* Things to do *
a. In the mailing-list thread about excluding nodes for an Apex application, which two attributes does Sandesh Hegde point to for automatic blacklisting of troublesome nodes?
b. Write the next part of the mailing-list thread about excluding nodes for an Apex application, starting right after its last sentence.

Re: "ExcludeNodes" for an Apex application

2016-12-01 Thread Sandesh Hegde
I have created a jira, for adding the list of blacklisted nodes,
https://issues.apache.org/jira/browse/APEXCORE-584

On Wed, Nov 30, 2016 at 11:06 PM Sanjay Pujare 
wrote:

> Yes, Ram explained to me that in practice this would be a useful feature
> for Apex devops who typically have no control over Hadoop/Yarn cluster.
>
> On 11/30/16, 9:22 PM, "Mohit Jotwani"  wrote:
>
> This is a practical scenario where developers would be required to
> exclude
> certain nodes as they might be required for some mission critical
> applications. It would be good to have this feature.
>
> I understand that Stram should not get into resourcing and still rely
> on
> Yarn, however, as the App Master it should have the right to reject the
> nodes offered by Yarn and request for other resources.
>
> Regards,
> Mohit
>
> On Thu, Dec 1, 2016 at 2:34 AM, Sandesh Hegde  >
> wrote:
>
> > Apex has automatic blacklisting of the troublesome nodes, please
> take a
> > look at the following attributes,
> >
> > MAX_CONSECUTIVE_CONTAINER_FAILURES_FOR_BLACKLIST
> > https://www.datatorrent.com/docs/apidocs/com/datatorrent/
> > api/Context.DAGContext.html#MAX_CONSECUTIVE_CONTAINER_
> > FAILURES_FOR_BLACKLIST
> >
> > BLACKLISTED_NODE_REMOVAL_TIME_MILLIS
> >
> > Thanks
> >
> >
> >
> > On Wed, Nov 30, 2016 at 12:56 PM Munagala Ramanath <
> r...@datatorrent.com>
> > wrote:
> >
> > Not sure if this is what Milind had in mind but we often run into
> > situations where the dev group
> > working with Apex has no control over cluster configuration -- to
> make any
> > changes to the cluster they need to
> > go through an elaborate process that can take many days.

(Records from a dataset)
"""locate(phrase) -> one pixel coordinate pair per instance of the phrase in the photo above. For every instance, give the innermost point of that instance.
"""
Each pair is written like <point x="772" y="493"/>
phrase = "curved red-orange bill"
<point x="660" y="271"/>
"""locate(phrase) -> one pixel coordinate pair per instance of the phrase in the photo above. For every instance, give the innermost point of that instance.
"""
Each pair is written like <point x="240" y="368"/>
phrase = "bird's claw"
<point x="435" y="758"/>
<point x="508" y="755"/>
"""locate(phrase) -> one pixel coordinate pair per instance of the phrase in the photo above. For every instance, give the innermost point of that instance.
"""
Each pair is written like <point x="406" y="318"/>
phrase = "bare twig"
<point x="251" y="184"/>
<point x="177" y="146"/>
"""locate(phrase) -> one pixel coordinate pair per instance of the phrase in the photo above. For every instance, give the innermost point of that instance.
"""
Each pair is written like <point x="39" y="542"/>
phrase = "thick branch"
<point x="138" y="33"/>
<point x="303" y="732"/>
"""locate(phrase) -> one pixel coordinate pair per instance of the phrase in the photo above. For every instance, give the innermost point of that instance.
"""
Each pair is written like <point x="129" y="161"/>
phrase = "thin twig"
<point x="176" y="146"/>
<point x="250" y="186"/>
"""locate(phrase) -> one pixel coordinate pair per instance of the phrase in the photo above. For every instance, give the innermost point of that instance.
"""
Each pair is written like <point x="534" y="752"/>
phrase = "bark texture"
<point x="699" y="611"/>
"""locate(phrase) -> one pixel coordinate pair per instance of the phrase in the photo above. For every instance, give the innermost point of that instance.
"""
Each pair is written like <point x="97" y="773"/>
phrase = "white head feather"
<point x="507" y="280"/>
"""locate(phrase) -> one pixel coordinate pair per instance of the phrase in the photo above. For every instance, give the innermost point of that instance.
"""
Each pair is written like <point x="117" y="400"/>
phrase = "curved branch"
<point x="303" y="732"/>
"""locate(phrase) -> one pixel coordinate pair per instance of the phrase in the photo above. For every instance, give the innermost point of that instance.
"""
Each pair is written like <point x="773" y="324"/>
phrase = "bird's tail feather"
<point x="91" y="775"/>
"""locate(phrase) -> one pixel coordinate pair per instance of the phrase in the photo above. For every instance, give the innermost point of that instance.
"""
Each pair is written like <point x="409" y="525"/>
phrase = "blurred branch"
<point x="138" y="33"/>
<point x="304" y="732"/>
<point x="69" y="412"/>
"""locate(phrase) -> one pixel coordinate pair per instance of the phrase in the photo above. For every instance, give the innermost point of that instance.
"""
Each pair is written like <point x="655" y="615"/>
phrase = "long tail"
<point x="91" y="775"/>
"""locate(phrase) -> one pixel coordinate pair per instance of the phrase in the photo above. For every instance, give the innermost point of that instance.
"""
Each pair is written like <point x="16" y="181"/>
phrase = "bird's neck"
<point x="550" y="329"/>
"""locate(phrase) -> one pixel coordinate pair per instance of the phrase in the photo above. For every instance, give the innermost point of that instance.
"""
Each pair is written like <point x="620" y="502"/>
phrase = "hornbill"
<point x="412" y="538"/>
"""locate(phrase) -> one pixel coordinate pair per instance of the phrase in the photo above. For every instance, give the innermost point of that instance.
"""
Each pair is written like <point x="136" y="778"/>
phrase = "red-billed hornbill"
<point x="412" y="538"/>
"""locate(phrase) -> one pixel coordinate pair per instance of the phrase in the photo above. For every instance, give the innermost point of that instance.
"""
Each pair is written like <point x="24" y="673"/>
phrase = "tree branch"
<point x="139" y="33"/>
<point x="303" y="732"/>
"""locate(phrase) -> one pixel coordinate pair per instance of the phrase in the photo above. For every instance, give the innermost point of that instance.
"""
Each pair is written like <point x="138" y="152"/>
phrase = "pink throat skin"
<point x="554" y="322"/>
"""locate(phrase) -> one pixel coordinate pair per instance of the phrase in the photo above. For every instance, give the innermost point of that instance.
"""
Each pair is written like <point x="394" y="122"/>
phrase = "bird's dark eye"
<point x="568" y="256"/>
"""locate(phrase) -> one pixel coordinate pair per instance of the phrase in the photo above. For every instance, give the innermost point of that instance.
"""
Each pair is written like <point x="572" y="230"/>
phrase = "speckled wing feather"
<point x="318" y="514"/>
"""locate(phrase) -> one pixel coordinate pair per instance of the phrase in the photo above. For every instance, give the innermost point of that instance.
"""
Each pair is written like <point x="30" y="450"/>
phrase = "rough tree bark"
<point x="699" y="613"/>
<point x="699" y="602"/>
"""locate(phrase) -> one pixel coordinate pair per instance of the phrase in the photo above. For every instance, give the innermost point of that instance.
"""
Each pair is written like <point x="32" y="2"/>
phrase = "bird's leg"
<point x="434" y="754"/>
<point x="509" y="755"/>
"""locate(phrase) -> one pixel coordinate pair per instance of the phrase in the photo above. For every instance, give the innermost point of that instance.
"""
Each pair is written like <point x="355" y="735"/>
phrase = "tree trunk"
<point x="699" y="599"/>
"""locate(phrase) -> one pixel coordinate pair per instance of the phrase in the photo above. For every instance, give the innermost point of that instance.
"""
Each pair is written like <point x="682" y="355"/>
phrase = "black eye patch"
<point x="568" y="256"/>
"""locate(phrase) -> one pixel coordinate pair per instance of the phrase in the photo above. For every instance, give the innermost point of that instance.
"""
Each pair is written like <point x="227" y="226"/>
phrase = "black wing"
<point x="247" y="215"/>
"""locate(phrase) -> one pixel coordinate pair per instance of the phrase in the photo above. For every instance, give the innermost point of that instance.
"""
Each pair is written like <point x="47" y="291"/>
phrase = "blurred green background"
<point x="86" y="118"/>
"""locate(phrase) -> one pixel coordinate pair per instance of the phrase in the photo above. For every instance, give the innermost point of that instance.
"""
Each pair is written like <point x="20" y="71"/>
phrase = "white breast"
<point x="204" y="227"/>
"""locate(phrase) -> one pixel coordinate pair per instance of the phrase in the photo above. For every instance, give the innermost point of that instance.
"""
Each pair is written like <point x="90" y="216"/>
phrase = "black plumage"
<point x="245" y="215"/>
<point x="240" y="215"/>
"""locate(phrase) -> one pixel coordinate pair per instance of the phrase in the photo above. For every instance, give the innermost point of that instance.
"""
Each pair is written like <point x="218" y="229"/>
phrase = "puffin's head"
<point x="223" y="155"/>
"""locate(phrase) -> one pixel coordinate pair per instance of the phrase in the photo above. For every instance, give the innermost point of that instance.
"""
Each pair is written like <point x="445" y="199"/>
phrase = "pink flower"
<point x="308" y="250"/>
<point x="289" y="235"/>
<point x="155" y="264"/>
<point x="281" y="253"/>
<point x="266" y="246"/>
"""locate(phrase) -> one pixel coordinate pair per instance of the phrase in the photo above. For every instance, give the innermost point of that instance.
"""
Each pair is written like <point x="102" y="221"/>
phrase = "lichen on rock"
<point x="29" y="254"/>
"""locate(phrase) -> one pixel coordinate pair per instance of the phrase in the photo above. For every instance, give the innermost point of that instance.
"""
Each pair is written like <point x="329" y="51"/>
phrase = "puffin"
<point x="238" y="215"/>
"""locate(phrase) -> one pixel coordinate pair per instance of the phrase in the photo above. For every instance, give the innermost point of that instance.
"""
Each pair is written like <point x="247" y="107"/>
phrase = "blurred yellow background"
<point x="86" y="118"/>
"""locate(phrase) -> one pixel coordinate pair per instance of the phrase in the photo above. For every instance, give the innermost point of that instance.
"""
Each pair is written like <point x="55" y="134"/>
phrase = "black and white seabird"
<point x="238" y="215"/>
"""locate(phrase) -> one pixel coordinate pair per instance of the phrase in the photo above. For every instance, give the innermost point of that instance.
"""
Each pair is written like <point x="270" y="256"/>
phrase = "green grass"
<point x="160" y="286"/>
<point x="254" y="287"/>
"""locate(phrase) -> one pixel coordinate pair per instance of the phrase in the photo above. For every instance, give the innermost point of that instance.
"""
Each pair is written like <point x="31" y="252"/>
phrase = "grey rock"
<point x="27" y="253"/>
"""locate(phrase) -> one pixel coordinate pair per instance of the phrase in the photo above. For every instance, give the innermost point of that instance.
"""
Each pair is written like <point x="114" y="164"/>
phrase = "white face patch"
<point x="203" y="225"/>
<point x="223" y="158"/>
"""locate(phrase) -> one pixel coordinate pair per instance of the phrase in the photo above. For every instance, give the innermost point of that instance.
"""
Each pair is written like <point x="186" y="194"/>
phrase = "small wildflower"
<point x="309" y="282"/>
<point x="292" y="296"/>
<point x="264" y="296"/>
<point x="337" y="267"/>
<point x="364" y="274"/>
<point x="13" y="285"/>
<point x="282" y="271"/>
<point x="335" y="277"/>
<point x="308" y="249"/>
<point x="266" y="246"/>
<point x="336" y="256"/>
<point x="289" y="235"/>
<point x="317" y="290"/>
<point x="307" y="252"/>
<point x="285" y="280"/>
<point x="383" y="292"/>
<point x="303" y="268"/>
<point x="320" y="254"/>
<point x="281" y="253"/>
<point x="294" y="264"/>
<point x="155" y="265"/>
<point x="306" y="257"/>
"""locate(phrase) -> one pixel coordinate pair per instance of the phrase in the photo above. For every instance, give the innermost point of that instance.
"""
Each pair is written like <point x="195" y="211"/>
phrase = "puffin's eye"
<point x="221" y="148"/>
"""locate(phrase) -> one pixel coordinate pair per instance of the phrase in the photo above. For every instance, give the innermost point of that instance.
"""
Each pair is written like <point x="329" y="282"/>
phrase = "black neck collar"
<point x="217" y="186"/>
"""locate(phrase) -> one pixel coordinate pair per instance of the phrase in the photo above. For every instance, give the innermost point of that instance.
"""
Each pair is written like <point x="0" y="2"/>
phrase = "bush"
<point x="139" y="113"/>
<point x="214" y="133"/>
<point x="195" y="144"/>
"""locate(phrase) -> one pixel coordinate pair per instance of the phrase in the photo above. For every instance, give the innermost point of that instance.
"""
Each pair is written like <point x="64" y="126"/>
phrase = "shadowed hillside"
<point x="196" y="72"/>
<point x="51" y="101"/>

* Final results *
a. MAX_CONSECUTIVE_CONTAINER_FAILURES_FOR_BLACKLIST and BLACKLISTED_NODE_REMOVAL_TIME_MILLIS.

b.
> >
> > Meanwhile, if they notice that a particular node is consistently
> causing
> > problems for their
> > app, having a simple way to exclude it would be very helpful since
> it gives
> > them a way
> > to bypass communication and process issues within their own
> organization.
> >
> > Ram
> >
> > On Wed, Nov 30, 2016 at 10:58 AM, Sanjay Pujare <
> san...@datatorrent.com>
> > wrote:
> >
> > > To me both use cases appear to be generic resource management use
> cases.
> > > For example, a randomly rebooting node is not good for any purpose
> esp.
> > > long running apps so it is a bit of a stretch to imagine that
> these nodes
> > > will be acceptable for some batch jobs in Yarn. So such a node
> should be
> > > marked “Bad” or Unavailable in Yarn itself.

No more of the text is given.